Directive
Reproduce verbatim every line of the records from the line containing "Where can you find the rowboat" down to the line containing "pixel 401 36", both included.

Provided records
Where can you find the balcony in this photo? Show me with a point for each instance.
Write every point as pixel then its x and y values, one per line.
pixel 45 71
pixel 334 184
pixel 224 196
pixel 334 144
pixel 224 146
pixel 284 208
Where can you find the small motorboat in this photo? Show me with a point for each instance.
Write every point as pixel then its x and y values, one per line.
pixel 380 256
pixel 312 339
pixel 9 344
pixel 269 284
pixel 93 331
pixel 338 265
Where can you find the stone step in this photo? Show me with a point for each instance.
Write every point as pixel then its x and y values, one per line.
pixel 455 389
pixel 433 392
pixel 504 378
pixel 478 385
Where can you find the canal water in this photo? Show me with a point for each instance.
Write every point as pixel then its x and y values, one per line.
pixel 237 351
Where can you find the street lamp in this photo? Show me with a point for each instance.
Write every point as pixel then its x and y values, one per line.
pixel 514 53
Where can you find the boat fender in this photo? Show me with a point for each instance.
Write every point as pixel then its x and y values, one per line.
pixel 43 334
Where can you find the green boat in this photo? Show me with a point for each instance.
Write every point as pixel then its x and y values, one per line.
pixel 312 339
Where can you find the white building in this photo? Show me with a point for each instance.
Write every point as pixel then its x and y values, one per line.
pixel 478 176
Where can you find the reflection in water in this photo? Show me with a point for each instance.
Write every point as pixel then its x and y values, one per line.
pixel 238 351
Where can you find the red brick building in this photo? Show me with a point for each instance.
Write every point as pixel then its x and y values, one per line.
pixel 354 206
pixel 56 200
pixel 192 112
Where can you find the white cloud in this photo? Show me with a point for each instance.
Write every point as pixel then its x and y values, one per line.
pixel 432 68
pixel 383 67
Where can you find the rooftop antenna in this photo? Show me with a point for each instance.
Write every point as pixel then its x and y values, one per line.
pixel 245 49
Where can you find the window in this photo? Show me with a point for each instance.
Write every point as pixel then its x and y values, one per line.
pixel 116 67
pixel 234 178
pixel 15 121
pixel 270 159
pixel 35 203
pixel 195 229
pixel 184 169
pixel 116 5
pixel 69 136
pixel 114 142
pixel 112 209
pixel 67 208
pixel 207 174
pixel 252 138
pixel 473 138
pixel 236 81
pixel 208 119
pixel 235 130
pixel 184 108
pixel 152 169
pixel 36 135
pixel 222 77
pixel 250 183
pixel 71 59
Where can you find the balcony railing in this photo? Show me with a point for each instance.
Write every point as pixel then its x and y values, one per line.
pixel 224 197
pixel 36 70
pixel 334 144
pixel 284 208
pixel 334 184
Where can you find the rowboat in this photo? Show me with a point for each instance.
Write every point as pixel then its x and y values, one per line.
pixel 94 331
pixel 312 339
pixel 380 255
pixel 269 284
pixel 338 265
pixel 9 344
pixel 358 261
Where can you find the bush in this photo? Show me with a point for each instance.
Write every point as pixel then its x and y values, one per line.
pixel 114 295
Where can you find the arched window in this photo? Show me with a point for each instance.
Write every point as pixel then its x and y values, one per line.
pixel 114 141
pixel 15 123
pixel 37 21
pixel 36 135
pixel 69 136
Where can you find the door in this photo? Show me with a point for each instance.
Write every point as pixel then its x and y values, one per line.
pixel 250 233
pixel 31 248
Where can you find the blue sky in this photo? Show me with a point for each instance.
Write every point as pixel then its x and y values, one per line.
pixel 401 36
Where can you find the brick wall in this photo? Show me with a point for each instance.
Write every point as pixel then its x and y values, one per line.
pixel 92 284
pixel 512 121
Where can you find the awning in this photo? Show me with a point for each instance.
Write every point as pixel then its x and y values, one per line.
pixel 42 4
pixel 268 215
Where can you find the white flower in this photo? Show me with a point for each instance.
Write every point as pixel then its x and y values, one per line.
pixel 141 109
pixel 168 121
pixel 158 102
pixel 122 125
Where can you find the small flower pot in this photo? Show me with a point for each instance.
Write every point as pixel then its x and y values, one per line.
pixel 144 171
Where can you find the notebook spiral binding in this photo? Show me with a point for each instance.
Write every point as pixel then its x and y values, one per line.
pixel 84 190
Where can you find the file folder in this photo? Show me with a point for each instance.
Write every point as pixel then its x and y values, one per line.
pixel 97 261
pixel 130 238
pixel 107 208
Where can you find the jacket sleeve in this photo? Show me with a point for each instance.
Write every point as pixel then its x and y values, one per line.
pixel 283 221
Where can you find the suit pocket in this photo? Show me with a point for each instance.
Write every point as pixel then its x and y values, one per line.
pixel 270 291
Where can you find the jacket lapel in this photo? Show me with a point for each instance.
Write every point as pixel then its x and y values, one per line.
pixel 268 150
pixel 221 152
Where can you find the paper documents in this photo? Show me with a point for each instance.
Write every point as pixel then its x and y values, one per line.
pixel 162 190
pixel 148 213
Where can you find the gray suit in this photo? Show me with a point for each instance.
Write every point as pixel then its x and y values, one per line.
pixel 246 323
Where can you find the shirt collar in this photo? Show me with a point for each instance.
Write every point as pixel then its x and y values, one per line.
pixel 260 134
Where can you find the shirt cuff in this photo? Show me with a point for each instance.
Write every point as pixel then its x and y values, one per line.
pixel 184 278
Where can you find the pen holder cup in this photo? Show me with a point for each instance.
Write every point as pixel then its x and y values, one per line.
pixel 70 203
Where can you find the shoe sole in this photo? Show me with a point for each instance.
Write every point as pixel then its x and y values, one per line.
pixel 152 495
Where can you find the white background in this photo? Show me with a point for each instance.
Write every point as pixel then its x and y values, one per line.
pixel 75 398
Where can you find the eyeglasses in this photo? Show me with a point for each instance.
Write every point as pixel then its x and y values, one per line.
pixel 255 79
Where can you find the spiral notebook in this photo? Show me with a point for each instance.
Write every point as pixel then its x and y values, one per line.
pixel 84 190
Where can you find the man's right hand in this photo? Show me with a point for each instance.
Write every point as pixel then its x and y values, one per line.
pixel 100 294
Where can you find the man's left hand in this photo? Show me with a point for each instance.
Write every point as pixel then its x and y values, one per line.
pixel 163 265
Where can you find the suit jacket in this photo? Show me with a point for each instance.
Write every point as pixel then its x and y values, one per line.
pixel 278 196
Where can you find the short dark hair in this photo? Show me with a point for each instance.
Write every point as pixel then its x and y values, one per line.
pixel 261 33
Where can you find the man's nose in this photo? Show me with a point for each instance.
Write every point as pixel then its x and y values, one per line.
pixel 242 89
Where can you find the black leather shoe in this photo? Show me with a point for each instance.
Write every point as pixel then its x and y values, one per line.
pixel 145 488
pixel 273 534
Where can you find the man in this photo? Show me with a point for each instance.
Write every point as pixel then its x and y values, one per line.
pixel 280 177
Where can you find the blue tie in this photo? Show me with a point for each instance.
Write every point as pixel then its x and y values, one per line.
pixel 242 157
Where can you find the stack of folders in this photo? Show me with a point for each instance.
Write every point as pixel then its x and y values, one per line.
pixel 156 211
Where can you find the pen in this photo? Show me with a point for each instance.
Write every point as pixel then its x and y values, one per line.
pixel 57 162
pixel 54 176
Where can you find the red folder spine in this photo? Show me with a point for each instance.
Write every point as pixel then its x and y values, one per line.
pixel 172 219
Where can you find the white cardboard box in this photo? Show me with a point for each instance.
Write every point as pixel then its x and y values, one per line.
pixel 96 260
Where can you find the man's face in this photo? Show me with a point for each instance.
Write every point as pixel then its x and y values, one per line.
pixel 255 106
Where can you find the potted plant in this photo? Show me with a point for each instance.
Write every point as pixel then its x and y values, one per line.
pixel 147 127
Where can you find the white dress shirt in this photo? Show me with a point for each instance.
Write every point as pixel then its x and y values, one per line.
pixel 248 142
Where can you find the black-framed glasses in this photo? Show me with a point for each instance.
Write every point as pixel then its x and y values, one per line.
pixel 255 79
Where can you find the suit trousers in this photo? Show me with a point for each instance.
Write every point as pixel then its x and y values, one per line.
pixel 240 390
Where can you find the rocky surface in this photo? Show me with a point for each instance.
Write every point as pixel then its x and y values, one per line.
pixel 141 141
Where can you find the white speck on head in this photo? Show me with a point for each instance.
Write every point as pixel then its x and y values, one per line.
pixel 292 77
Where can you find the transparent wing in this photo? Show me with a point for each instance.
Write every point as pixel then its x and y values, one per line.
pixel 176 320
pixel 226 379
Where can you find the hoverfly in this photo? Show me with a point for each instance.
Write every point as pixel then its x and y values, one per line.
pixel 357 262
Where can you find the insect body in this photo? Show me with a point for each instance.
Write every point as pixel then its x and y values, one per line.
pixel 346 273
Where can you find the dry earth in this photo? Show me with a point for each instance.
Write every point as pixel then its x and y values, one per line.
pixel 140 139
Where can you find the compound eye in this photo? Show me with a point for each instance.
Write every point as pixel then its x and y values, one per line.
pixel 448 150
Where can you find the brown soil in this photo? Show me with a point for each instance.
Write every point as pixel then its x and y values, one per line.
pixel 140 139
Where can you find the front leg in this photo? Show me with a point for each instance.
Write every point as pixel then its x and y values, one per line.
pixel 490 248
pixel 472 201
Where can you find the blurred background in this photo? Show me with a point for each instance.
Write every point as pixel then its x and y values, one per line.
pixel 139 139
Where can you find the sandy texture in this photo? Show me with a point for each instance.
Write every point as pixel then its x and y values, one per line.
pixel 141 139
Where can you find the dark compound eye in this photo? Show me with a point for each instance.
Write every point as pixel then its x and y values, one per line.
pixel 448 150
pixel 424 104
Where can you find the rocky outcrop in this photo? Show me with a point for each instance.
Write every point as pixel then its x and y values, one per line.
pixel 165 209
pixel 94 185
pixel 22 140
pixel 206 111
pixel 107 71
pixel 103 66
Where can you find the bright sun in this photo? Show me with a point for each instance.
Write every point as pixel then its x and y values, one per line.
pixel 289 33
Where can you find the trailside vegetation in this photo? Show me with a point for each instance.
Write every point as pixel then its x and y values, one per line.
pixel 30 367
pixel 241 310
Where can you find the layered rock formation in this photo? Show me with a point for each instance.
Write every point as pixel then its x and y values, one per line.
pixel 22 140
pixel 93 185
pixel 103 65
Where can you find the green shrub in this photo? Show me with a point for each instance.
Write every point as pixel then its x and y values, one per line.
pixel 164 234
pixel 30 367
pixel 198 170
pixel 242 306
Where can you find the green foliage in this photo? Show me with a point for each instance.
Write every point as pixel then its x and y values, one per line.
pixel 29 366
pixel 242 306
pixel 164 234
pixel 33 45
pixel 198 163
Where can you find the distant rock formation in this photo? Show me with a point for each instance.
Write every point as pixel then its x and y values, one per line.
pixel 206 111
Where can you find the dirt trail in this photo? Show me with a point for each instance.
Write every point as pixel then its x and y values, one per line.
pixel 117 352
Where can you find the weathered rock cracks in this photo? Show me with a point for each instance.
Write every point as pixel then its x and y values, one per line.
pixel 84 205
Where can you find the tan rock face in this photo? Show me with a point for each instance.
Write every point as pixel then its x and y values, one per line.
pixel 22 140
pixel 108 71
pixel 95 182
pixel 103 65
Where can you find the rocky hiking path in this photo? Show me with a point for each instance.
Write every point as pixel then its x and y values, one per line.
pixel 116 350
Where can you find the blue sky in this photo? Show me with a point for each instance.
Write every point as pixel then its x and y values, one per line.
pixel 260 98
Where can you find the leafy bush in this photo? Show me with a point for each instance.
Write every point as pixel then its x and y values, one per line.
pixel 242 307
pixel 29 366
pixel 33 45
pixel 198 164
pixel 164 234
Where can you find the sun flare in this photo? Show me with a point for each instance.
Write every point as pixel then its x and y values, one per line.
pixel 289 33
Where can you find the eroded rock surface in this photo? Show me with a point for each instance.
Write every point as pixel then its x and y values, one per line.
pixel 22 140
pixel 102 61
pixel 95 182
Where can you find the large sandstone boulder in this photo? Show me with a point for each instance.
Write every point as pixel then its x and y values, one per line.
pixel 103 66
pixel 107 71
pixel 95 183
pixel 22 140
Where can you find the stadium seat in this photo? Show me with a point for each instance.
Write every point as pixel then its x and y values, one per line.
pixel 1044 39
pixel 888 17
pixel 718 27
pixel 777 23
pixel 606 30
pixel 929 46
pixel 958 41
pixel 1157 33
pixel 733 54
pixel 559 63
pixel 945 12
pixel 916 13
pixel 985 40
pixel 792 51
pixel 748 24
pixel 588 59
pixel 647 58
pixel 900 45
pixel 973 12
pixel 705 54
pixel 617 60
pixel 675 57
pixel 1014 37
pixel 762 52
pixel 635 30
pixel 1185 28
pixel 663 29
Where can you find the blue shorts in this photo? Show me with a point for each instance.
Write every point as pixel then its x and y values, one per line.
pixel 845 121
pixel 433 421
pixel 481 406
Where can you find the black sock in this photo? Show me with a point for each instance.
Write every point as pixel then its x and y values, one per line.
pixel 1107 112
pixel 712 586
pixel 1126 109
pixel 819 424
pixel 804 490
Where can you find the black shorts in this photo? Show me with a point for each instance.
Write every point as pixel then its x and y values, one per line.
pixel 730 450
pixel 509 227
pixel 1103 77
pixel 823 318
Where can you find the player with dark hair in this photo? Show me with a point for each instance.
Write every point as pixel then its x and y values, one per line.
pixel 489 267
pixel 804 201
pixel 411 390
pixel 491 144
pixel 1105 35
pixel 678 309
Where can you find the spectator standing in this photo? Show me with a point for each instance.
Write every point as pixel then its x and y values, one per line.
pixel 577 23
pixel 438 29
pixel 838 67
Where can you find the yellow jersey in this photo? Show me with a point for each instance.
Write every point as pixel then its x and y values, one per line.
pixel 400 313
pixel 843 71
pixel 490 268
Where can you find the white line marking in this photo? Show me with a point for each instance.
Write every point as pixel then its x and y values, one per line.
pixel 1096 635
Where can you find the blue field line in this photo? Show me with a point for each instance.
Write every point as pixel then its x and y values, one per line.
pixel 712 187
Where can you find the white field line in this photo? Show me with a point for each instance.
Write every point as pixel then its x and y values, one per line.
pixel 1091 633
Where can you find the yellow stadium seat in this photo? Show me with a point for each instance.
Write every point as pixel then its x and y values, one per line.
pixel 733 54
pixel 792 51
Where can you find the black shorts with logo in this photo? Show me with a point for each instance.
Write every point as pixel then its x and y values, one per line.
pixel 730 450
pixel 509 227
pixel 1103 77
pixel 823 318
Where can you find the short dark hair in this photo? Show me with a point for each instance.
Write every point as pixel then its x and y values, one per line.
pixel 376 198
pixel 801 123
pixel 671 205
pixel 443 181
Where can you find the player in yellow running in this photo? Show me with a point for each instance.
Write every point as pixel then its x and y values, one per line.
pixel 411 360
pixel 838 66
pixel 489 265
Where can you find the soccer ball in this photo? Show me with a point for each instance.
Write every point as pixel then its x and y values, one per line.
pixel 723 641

Result for this task
Where can you find the rowboat in this photo? Show me with a point for each instance.
Write every point as pixel then its x and y values, one per line.
pixel 94 331
pixel 312 339
pixel 380 255
pixel 269 284
pixel 338 265
pixel 9 344
pixel 358 261
Where can you find the bush in this photo? Show me with a point for each instance.
Write every point as pixel then its x and y values, one per line.
pixel 114 295
Where can you find the arched window in this photo? Show me with a point for each instance.
Write every point as pixel then its x and y values, one per line.
pixel 114 141
pixel 15 123
pixel 37 21
pixel 36 135
pixel 69 136
Where can you find the door in this photo? Show me with a point for each instance.
Write every point as pixel then its x and y values, one per line.
pixel 250 233
pixel 31 248
Where can you find the blue sky in this photo? Show me with a point for each instance.
Write every point as pixel then its x and y values, one per line.
pixel 401 36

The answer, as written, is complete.